═══ MATERIAL PROVIDED
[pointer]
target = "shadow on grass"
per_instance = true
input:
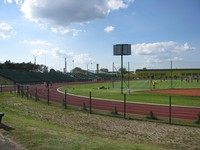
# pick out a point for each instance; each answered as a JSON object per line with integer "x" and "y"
{"x": 5, "y": 127}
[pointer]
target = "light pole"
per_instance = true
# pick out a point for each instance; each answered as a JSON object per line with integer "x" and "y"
{"x": 122, "y": 49}
{"x": 34, "y": 58}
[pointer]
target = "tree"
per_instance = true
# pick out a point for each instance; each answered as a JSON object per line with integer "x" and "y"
{"x": 77, "y": 70}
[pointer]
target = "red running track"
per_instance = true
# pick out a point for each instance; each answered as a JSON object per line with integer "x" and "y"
{"x": 180, "y": 112}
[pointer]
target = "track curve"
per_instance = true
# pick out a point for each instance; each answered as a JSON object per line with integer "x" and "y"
{"x": 179, "y": 112}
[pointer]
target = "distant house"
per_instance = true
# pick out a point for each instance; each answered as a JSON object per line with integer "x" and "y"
{"x": 167, "y": 73}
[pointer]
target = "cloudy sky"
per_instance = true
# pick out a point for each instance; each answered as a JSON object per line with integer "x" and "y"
{"x": 84, "y": 32}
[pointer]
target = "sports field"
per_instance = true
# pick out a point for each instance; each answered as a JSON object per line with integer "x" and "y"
{"x": 141, "y": 91}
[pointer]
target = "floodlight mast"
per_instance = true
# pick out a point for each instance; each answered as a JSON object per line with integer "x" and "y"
{"x": 122, "y": 49}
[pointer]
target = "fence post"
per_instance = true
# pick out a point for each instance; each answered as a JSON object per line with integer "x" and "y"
{"x": 65, "y": 99}
{"x": 170, "y": 110}
{"x": 27, "y": 92}
{"x": 48, "y": 95}
{"x": 90, "y": 102}
{"x": 124, "y": 106}
{"x": 36, "y": 94}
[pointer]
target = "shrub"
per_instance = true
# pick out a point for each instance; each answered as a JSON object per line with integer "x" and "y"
{"x": 152, "y": 116}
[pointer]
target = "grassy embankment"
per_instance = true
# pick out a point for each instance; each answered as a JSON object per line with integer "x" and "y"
{"x": 35, "y": 125}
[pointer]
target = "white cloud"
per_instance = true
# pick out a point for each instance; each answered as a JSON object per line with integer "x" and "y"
{"x": 39, "y": 52}
{"x": 64, "y": 30}
{"x": 18, "y": 2}
{"x": 77, "y": 58}
{"x": 37, "y": 42}
{"x": 6, "y": 30}
{"x": 83, "y": 58}
{"x": 61, "y": 53}
{"x": 160, "y": 51}
{"x": 65, "y": 12}
{"x": 109, "y": 29}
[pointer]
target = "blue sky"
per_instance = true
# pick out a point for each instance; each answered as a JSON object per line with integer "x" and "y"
{"x": 84, "y": 31}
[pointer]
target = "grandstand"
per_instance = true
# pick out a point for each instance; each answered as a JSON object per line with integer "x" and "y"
{"x": 54, "y": 77}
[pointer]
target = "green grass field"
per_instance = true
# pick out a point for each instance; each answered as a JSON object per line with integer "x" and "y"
{"x": 137, "y": 92}
{"x": 35, "y": 125}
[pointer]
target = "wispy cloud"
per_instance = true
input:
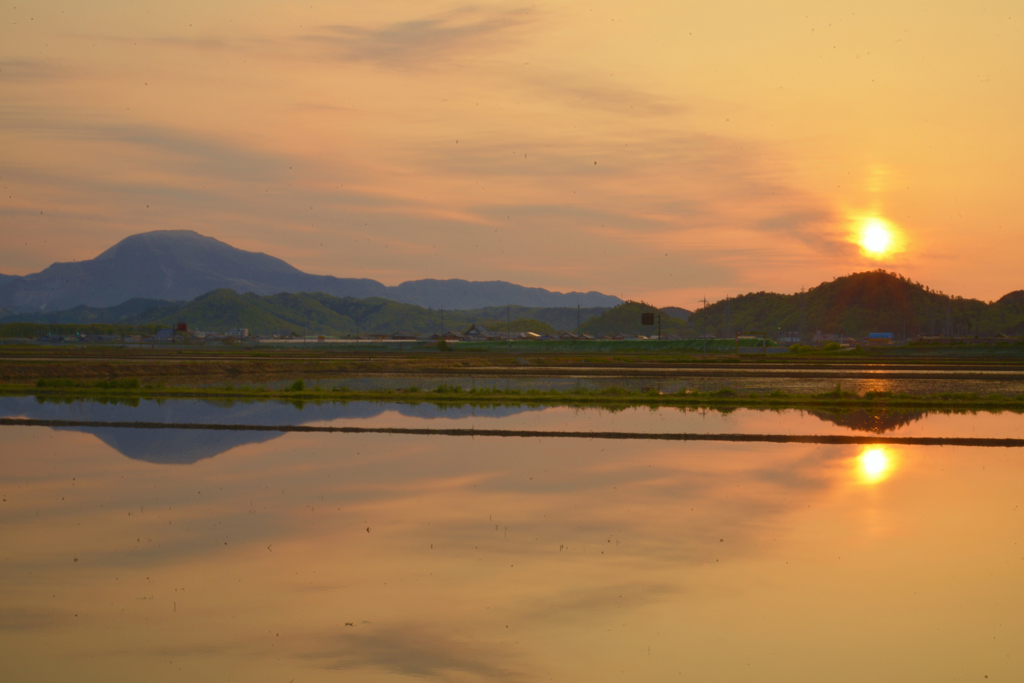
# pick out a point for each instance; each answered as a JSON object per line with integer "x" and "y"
{"x": 31, "y": 70}
{"x": 412, "y": 649}
{"x": 423, "y": 41}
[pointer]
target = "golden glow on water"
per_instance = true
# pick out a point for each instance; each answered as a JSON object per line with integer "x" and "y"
{"x": 876, "y": 464}
{"x": 384, "y": 558}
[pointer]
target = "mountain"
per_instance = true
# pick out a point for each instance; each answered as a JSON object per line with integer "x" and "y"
{"x": 179, "y": 265}
{"x": 225, "y": 309}
{"x": 626, "y": 318}
{"x": 858, "y": 304}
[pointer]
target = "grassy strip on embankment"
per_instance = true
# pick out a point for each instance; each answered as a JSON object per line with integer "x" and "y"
{"x": 129, "y": 389}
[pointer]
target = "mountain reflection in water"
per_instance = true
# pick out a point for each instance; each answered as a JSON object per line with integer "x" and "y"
{"x": 179, "y": 446}
{"x": 875, "y": 423}
{"x": 190, "y": 445}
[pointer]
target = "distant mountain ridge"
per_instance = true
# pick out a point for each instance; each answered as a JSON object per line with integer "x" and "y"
{"x": 858, "y": 304}
{"x": 309, "y": 313}
{"x": 180, "y": 265}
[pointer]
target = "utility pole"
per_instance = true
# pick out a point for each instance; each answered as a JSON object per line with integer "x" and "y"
{"x": 704, "y": 325}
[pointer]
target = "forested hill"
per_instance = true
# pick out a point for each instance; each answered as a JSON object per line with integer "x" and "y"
{"x": 858, "y": 304}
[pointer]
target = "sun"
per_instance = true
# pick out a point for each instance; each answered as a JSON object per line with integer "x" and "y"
{"x": 876, "y": 464}
{"x": 877, "y": 237}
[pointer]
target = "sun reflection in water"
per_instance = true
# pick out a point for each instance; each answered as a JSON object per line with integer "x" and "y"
{"x": 875, "y": 465}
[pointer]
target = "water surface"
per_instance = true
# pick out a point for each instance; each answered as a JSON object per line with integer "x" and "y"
{"x": 375, "y": 557}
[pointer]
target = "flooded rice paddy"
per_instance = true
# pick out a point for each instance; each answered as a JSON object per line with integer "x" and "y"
{"x": 272, "y": 556}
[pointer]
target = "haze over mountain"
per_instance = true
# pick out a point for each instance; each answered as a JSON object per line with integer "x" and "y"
{"x": 176, "y": 265}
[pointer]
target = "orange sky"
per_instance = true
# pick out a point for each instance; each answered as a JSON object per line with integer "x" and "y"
{"x": 656, "y": 151}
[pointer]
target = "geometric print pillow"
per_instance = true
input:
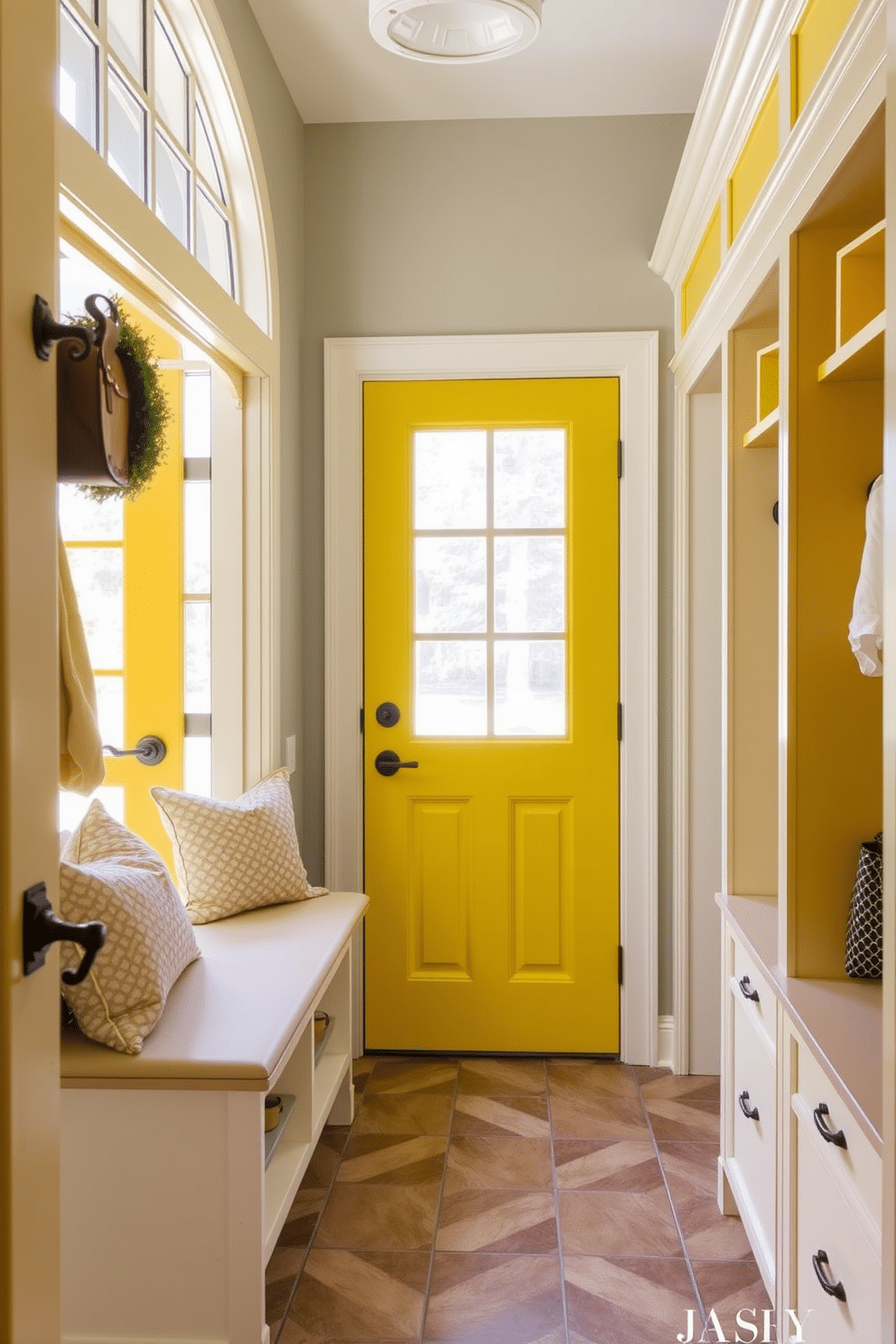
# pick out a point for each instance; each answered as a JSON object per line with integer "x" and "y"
{"x": 234, "y": 856}
{"x": 107, "y": 873}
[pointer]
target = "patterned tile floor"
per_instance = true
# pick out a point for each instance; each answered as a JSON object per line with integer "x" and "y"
{"x": 513, "y": 1202}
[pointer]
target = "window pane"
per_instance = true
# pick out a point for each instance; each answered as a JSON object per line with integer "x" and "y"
{"x": 173, "y": 186}
{"x": 126, "y": 30}
{"x": 89, "y": 7}
{"x": 96, "y": 573}
{"x": 198, "y": 766}
{"x": 529, "y": 477}
{"x": 529, "y": 586}
{"x": 450, "y": 688}
{"x": 529, "y": 688}
{"x": 110, "y": 710}
{"x": 212, "y": 242}
{"x": 171, "y": 85}
{"x": 449, "y": 479}
{"x": 196, "y": 537}
{"x": 206, "y": 156}
{"x": 126, "y": 136}
{"x": 196, "y": 658}
{"x": 79, "y": 79}
{"x": 196, "y": 415}
{"x": 83, "y": 519}
{"x": 449, "y": 583}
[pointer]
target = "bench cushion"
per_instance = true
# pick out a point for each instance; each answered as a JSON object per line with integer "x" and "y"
{"x": 233, "y": 1016}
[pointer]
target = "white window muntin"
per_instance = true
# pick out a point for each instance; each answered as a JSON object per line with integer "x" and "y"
{"x": 191, "y": 141}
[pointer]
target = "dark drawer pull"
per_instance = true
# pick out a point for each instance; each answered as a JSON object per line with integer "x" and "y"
{"x": 750, "y": 1112}
{"x": 746, "y": 991}
{"x": 827, "y": 1134}
{"x": 832, "y": 1289}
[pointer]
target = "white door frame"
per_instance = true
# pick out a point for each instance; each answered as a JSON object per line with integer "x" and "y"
{"x": 631, "y": 358}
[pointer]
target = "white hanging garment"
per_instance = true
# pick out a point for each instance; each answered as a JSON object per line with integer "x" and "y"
{"x": 867, "y": 625}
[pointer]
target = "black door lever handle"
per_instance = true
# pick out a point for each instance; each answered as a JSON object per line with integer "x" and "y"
{"x": 41, "y": 928}
{"x": 388, "y": 763}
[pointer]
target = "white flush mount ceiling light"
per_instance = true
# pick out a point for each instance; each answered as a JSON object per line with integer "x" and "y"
{"x": 455, "y": 31}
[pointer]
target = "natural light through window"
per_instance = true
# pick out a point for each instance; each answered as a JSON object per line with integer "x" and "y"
{"x": 126, "y": 86}
{"x": 490, "y": 583}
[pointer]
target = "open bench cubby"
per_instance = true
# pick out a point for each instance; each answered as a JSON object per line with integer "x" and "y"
{"x": 170, "y": 1209}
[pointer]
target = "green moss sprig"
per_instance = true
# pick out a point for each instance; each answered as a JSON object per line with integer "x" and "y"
{"x": 149, "y": 412}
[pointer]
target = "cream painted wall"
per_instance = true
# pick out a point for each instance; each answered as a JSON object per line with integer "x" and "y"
{"x": 281, "y": 139}
{"x": 471, "y": 228}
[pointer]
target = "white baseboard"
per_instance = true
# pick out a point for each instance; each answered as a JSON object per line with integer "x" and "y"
{"x": 665, "y": 1032}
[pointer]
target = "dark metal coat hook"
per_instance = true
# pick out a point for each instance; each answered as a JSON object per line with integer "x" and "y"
{"x": 46, "y": 331}
{"x": 41, "y": 928}
{"x": 149, "y": 751}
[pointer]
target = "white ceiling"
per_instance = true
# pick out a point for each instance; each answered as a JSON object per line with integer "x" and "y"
{"x": 594, "y": 58}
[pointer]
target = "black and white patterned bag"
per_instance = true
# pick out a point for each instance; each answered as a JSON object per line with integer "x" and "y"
{"x": 865, "y": 924}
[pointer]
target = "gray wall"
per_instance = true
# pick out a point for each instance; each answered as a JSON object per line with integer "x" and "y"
{"x": 480, "y": 228}
{"x": 280, "y": 134}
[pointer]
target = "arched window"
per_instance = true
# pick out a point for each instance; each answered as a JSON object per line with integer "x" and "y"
{"x": 162, "y": 192}
{"x": 128, "y": 88}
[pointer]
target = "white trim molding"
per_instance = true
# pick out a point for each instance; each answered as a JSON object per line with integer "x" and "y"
{"x": 667, "y": 1041}
{"x": 634, "y": 359}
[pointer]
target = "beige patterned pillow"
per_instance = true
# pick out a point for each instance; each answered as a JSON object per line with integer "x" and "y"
{"x": 107, "y": 873}
{"x": 234, "y": 856}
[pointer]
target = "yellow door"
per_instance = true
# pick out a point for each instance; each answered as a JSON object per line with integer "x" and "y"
{"x": 126, "y": 559}
{"x": 490, "y": 655}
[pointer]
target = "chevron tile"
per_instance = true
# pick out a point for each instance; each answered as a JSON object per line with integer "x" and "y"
{"x": 603, "y": 1164}
{"x": 435, "y": 1217}
{"x": 394, "y": 1159}
{"x": 502, "y": 1077}
{"x": 325, "y": 1157}
{"x": 403, "y": 1113}
{"x": 527, "y": 1117}
{"x": 476, "y": 1162}
{"x": 379, "y": 1218}
{"x": 358, "y": 1296}
{"x": 406, "y": 1076}
{"x": 689, "y": 1087}
{"x": 518, "y": 1222}
{"x": 691, "y": 1171}
{"x": 728, "y": 1289}
{"x": 512, "y": 1299}
{"x": 683, "y": 1118}
{"x": 610, "y": 1222}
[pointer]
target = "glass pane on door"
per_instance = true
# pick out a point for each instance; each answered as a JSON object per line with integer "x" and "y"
{"x": 490, "y": 558}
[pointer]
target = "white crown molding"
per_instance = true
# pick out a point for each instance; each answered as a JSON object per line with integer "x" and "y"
{"x": 633, "y": 358}
{"x": 752, "y": 46}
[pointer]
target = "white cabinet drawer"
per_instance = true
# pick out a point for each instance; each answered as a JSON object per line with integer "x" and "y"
{"x": 752, "y": 1144}
{"x": 832, "y": 1245}
{"x": 750, "y": 985}
{"x": 843, "y": 1147}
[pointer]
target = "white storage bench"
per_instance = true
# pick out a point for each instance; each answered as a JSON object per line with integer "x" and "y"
{"x": 170, "y": 1211}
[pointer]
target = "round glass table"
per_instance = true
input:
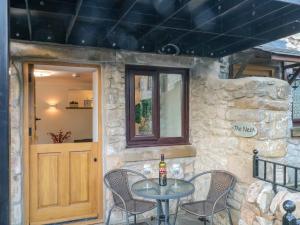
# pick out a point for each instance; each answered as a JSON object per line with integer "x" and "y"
{"x": 175, "y": 189}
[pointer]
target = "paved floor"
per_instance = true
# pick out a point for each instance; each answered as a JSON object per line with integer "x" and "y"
{"x": 181, "y": 220}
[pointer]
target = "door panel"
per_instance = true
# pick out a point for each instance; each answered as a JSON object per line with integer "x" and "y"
{"x": 79, "y": 179}
{"x": 63, "y": 182}
{"x": 48, "y": 177}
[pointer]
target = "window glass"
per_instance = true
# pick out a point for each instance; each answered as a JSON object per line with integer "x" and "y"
{"x": 170, "y": 104}
{"x": 143, "y": 105}
{"x": 296, "y": 104}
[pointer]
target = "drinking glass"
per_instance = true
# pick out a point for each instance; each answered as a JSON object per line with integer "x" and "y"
{"x": 176, "y": 170}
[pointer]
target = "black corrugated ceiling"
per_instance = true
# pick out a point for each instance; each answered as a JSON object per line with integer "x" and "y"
{"x": 210, "y": 28}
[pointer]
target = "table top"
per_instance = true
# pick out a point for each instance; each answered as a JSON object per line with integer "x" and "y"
{"x": 175, "y": 189}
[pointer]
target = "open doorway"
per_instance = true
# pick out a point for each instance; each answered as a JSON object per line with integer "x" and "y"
{"x": 64, "y": 153}
{"x": 64, "y": 99}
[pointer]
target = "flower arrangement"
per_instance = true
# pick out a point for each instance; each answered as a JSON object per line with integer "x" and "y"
{"x": 60, "y": 137}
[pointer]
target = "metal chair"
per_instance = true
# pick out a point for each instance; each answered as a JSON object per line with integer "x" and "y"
{"x": 221, "y": 183}
{"x": 117, "y": 182}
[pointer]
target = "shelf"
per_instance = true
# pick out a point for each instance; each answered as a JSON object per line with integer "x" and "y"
{"x": 79, "y": 107}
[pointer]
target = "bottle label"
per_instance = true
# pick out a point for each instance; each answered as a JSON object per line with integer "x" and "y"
{"x": 162, "y": 176}
{"x": 162, "y": 170}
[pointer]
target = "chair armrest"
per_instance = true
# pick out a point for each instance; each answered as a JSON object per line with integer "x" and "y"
{"x": 136, "y": 173}
{"x": 198, "y": 175}
{"x": 219, "y": 198}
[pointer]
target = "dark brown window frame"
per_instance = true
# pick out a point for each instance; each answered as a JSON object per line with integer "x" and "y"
{"x": 155, "y": 140}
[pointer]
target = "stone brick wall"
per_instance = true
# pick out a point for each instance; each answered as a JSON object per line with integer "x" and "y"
{"x": 214, "y": 104}
{"x": 16, "y": 134}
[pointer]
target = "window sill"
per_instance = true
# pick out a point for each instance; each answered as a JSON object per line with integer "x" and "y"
{"x": 153, "y": 153}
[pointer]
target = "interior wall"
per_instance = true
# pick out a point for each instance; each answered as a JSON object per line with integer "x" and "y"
{"x": 54, "y": 91}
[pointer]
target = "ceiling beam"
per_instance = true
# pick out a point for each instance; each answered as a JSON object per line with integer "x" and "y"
{"x": 263, "y": 11}
{"x": 294, "y": 2}
{"x": 166, "y": 19}
{"x": 292, "y": 65}
{"x": 73, "y": 20}
{"x": 4, "y": 112}
{"x": 292, "y": 26}
{"x": 210, "y": 19}
{"x": 28, "y": 20}
{"x": 96, "y": 20}
{"x": 129, "y": 4}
══════
• _INSTRUCTIONS FOR THE TASK_
From the data above, state how many lines hold the string "window", and give the number without other words.

• _EXERCISE ANSWER_
7